**Problem**: Could you copy out all of the data below word for word, leaving out the pictures?

**Data shown**:
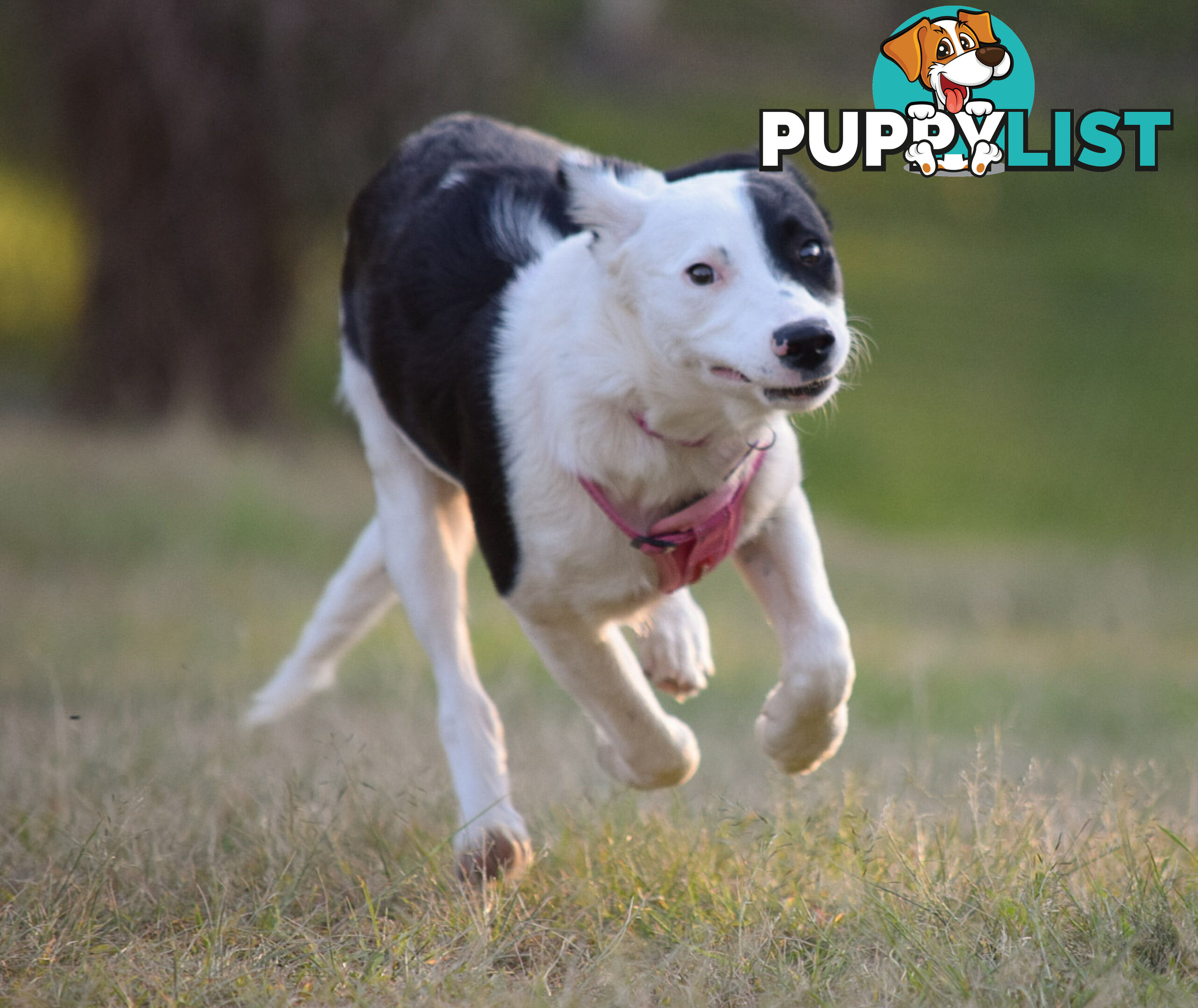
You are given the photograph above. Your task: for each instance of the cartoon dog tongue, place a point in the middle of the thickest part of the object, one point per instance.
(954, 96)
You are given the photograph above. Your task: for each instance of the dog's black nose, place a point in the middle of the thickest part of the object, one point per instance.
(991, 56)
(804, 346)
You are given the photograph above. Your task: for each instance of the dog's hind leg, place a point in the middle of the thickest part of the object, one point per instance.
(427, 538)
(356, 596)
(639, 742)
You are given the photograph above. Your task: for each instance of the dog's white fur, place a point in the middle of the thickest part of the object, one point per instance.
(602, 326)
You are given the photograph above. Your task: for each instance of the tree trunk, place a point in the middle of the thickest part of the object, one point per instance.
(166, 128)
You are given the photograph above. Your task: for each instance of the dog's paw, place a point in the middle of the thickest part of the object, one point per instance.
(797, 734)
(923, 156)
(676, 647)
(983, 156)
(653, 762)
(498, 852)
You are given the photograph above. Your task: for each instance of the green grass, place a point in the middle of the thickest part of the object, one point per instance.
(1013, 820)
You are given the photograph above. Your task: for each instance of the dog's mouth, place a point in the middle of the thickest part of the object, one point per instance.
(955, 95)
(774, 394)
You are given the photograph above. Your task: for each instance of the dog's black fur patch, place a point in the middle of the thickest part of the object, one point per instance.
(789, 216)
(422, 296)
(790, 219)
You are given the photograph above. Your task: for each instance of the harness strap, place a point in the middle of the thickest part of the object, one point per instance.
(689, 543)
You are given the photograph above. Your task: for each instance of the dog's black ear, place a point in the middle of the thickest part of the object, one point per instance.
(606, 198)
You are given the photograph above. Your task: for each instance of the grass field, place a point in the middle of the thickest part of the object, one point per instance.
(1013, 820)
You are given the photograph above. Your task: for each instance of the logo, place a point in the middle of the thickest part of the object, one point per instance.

**Exercise result**:
You are given the photograph above. Your task: for each instance of the cartoon dog tongue, place a point in the middle of the thickest part of the object, one point per instance.
(954, 96)
You are given the photograph above. Your task: for each instance of the dog's black nose, place a point in the middle of the thickest part of the object, one point per instance.
(991, 56)
(804, 346)
You are given the photograph above. Your task: for each instance of the dog's hind leg, place a point in the middle of the thickest part of the object, one point per instance.
(427, 538)
(356, 596)
(639, 742)
You are given the photograph above. Your task: for each instance of the dog's white fur, place a point in the middle of the thickest part of the object, one point per instance.
(602, 326)
You are given the photograph above. Your task: for each instance of the tree trunk, place a point in the middle of the thickest part of the object, one point per instance.
(166, 128)
You are given the photograph above. Your task: for each instance of the dog's paw, place a point in the middle of the thickest part of the object, one point per instance.
(797, 734)
(923, 156)
(676, 647)
(983, 156)
(653, 762)
(498, 852)
You are given the photograph above. Your task: for each instance of the green grass, place a point in the middle of the thickest part of the object, one point per instance.
(1013, 820)
You are given the photograph above. Your task: for each instance of the dog's mouth, place a point in the middle of the thickest part of the object, one point per instance.
(955, 95)
(774, 394)
You are given the photograph above. Your task: for each instance of the dog's black fur patch, place a point in the middle of the thickest part of the object, one point per instance.
(789, 216)
(422, 296)
(790, 219)
You are given the photograph above. Your task: for each instance of the harness strap, place a point in the middle of the thickest part of the object, one point per instance.
(689, 543)
You are given the photograph above. Your task: for each instance of the dog's black ear, place a point in the middle of the thickest part of the object, one point per instance.
(606, 198)
You are given the photograph above. Your task: for each instance of the grass field, place a point in the middle of the thickest part of the object, one point per instance.
(1013, 820)
You are given the photograph above. Your task: for each instance of the logo, place a point in the middle of the thickest part of the object, one point per instance.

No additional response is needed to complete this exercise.